Down to the final character, output the records below as they stand.

• **MATERIAL PROVIDED**
──────

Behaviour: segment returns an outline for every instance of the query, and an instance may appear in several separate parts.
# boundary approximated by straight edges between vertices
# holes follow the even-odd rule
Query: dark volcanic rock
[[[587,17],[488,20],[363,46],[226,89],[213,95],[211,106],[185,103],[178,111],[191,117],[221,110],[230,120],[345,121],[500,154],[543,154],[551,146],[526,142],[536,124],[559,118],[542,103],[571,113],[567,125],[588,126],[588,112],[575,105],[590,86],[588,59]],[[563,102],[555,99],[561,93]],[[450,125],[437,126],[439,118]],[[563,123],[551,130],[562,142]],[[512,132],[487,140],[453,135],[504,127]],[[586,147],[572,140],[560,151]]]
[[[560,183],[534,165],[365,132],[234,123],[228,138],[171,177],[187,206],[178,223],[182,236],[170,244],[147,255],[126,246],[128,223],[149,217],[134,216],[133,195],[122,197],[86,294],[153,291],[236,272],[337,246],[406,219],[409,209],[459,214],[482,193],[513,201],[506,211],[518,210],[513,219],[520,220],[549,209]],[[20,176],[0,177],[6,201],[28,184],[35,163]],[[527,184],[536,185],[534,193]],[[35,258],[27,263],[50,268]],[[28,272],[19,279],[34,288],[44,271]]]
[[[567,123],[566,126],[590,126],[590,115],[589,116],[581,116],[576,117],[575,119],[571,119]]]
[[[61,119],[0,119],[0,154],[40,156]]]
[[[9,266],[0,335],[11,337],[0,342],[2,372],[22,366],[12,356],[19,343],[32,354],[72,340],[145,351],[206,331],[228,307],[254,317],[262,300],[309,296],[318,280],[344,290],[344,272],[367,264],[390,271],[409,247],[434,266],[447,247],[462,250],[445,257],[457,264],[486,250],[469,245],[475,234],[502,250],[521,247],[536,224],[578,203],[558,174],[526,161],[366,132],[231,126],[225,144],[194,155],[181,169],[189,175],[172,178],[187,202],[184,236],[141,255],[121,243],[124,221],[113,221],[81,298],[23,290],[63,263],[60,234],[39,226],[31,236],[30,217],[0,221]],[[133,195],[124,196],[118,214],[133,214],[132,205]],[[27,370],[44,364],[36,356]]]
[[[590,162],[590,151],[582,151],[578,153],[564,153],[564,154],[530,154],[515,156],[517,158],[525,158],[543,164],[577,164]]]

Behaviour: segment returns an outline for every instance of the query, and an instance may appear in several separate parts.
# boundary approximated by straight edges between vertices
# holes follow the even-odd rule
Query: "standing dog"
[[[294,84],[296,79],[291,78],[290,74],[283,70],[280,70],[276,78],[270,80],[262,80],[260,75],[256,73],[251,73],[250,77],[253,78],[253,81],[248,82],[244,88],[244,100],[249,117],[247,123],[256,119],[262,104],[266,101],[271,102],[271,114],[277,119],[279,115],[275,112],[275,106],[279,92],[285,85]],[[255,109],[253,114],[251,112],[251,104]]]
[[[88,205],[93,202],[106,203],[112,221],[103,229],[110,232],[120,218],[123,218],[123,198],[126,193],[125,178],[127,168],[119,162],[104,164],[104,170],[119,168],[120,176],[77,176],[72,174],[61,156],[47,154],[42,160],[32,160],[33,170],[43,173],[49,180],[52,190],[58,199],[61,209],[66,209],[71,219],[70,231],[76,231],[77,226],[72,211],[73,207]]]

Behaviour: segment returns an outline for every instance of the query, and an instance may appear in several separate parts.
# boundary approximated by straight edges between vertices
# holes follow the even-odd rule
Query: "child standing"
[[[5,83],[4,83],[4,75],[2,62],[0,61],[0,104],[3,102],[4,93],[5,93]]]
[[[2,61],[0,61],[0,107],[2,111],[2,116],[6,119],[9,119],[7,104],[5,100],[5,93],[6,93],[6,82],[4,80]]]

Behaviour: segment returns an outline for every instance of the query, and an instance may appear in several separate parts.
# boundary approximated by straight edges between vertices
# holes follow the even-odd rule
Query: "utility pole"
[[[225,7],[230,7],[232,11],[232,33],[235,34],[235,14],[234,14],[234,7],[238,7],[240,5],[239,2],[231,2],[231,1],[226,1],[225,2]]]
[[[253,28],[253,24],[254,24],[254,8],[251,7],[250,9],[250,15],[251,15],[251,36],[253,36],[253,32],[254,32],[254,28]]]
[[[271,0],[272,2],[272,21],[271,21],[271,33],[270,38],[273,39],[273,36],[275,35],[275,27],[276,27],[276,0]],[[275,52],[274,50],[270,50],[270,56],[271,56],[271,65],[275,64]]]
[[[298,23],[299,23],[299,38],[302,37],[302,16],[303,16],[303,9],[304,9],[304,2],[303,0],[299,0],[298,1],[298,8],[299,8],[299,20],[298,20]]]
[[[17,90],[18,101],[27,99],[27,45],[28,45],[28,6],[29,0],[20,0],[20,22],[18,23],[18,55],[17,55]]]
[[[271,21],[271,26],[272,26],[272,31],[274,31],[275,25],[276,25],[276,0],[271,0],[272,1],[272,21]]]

──────

• **EXERCISE SOLUTION**
Behaviour: segment returns an outline for every instance of the query, and an instance may appear in several separate parts.
# boundary approximated by straight edges between vertices
# holes follow the even-odd rule
Query: dark volcanic rock
[[[587,17],[488,20],[363,46],[226,89],[213,95],[211,106],[185,103],[178,111],[191,117],[221,110],[230,120],[345,121],[500,154],[543,154],[551,146],[526,142],[536,124],[559,118],[542,103],[571,113],[567,125],[588,126],[588,112],[575,105],[590,86],[588,59]],[[563,102],[555,99],[561,93]],[[450,125],[437,126],[439,118]],[[563,123],[551,130],[562,142]],[[512,132],[487,140],[453,135],[504,127]],[[586,147],[572,140],[560,151]]]
[[[560,183],[534,165],[365,132],[234,123],[228,138],[171,177],[187,206],[178,223],[182,236],[170,244],[147,255],[126,246],[128,223],[149,217],[134,216],[133,195],[122,197],[86,294],[153,291],[236,272],[337,246],[406,219],[409,209],[459,214],[482,193],[513,201],[506,211],[518,210],[513,219],[520,220],[549,209]],[[20,176],[0,177],[6,201],[28,184],[35,163]],[[527,184],[536,185],[534,193]],[[35,258],[27,263],[50,268]],[[28,272],[19,279],[34,288],[44,271]]]
[[[567,123],[566,126],[590,126],[590,115],[589,116],[581,116],[576,117],[575,119],[571,119]]]
[[[61,119],[0,119],[0,154],[40,156]]]
[[[9,266],[0,335],[11,337],[0,342],[2,372],[22,366],[12,356],[19,343],[32,354],[72,340],[145,351],[206,331],[228,307],[254,317],[262,300],[309,296],[318,280],[344,290],[344,272],[367,264],[390,271],[409,247],[434,266],[447,247],[462,250],[445,257],[457,264],[486,250],[469,245],[475,234],[502,250],[521,247],[536,224],[578,203],[558,174],[526,161],[366,132],[231,126],[225,144],[194,155],[181,169],[189,175],[172,178],[187,202],[184,236],[141,255],[121,243],[124,221],[113,221],[81,298],[23,290],[63,263],[60,234],[39,226],[31,236],[30,217],[0,221]],[[133,195],[124,196],[118,214],[133,214],[132,205]],[[27,370],[44,364],[36,356]]]
[[[590,162],[590,151],[582,151],[578,153],[564,153],[564,154],[530,154],[515,156],[517,158],[525,158],[543,164],[577,164]]]

Behaviour: segment returns an outline for every instance of the query, and an instance may appear in several separate parts.
# boundary approximated by straight edges between vertices
# holes follow the even-odd rule
Query: "standing dog"
[[[294,84],[296,79],[291,78],[290,74],[283,70],[280,70],[276,78],[270,80],[262,80],[260,75],[256,73],[251,73],[250,77],[253,78],[253,81],[248,82],[244,88],[244,100],[249,117],[247,123],[256,119],[262,104],[266,101],[271,102],[271,114],[277,119],[279,115],[275,112],[275,106],[279,92],[285,85]],[[255,109],[253,114],[251,112],[251,104]]]
[[[88,205],[93,202],[106,203],[112,221],[103,229],[110,232],[120,218],[123,218],[123,198],[126,193],[125,178],[127,168],[119,162],[104,164],[104,170],[119,168],[120,176],[77,176],[72,174],[61,156],[47,154],[42,160],[32,160],[33,170],[43,173],[49,180],[52,190],[58,199],[61,209],[66,209],[71,219],[70,231],[76,231],[77,226],[72,211],[73,207]]]

Behaviour: segment returns an outline for every instance of the query, and an instance may appear in several separate parts.
# boundary approximated by straight edges between vertices
# holes follow the even-odd rule
Query: "child standing"
[[[5,83],[4,83],[4,75],[2,62],[0,61],[0,104],[3,102],[4,93],[5,93]]]
[[[2,61],[0,61],[0,107],[2,111],[2,116],[6,119],[9,119],[7,104],[5,100],[5,93],[6,93],[6,82],[4,80]]]

Behaviour: segment returns an outline for every instance of the query, and an instance may appear in several separate parts.
# boundary approximated by straight edges between vertices
# holes follow the even-odd rule
Query: "utility pole"
[[[225,7],[230,7],[232,11],[232,33],[235,34],[235,14],[234,14],[234,7],[238,7],[240,5],[239,2],[231,2],[231,1],[226,1],[225,2]]]
[[[253,28],[253,24],[254,24],[254,8],[251,7],[250,9],[250,15],[251,15],[251,36],[253,36],[253,32],[254,32],[254,28]]]
[[[271,0],[272,2],[272,21],[271,21],[271,33],[270,38],[273,39],[273,36],[275,35],[275,27],[276,27],[276,0]],[[275,52],[274,50],[270,50],[270,56],[271,56],[271,65],[275,64]]]
[[[298,23],[299,23],[299,38],[302,37],[302,16],[303,16],[303,9],[304,9],[304,2],[303,0],[299,0],[298,1],[298,8],[299,8],[299,20],[298,20]]]
[[[17,90],[18,101],[27,99],[27,45],[28,45],[28,6],[29,0],[20,0],[20,22],[18,23],[18,55],[17,55]]]
[[[271,21],[271,26],[272,26],[272,31],[274,31],[275,25],[276,25],[276,0],[271,0],[272,1],[272,21]]]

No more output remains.